[Items from a dataset]

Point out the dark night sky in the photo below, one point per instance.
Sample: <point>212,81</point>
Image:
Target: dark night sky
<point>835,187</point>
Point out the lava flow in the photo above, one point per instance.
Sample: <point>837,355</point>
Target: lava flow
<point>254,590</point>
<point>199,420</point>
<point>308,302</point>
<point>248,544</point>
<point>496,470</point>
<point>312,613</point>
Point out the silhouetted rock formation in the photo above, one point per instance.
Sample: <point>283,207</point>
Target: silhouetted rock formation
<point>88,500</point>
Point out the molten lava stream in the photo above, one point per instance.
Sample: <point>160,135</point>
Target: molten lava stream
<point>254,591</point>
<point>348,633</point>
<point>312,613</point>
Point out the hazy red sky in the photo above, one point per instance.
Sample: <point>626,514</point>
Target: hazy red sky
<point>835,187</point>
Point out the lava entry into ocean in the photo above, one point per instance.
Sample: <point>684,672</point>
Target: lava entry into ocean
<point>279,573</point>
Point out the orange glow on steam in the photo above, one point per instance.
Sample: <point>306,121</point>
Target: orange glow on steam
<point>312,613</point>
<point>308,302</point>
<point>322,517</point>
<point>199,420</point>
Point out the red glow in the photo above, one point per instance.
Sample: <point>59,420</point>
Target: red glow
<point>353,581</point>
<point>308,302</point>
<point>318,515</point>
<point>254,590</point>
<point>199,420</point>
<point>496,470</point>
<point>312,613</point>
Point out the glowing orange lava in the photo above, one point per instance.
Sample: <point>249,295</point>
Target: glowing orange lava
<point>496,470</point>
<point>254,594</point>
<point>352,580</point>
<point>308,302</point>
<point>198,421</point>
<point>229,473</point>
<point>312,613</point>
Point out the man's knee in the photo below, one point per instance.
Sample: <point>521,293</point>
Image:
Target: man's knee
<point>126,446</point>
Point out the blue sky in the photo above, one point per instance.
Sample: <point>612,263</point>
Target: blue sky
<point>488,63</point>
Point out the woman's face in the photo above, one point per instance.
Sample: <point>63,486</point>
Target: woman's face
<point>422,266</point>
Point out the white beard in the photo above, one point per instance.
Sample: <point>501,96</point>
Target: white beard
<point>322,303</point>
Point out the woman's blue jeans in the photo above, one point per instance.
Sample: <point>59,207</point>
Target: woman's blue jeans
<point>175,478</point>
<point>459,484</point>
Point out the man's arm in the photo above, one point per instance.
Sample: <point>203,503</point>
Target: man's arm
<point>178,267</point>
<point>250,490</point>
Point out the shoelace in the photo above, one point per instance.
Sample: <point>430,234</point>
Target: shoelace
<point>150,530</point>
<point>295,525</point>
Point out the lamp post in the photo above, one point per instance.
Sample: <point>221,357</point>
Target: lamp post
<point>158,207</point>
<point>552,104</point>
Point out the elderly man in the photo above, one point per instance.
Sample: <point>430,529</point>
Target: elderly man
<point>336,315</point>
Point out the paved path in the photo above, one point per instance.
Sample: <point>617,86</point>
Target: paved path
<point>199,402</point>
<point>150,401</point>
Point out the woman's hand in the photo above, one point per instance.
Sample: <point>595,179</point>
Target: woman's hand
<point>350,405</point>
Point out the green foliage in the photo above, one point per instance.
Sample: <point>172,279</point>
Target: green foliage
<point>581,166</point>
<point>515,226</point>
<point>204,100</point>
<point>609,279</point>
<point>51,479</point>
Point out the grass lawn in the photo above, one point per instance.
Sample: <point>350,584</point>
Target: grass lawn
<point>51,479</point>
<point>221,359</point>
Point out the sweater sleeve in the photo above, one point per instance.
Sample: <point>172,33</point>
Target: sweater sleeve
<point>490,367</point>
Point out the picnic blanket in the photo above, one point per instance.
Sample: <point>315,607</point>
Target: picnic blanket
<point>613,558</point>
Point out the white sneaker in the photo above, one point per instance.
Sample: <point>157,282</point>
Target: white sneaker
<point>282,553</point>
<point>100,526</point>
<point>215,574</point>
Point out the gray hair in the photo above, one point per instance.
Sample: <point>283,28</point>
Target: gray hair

- Given task
Quote every line from the line containing "Point out the sweater" through the closing line of the listing, including both.

- Answer below
Point out the sweater sleeve in the photo above, one point per instance.
Sample: <point>172,33</point>
Target: sweater sleeve
<point>490,367</point>
Point out the picnic blanket in the photo above, one point per instance.
Sample: <point>315,607</point>
Target: picnic blanket
<point>613,558</point>
Point out the white sneaker in the photo above, one point per instance.
Sample: <point>157,282</point>
Target: white sneaker
<point>282,553</point>
<point>100,526</point>
<point>215,574</point>
Point out the gray hair in the photo above, one point per instance.
Sample: <point>283,28</point>
Target: gray hair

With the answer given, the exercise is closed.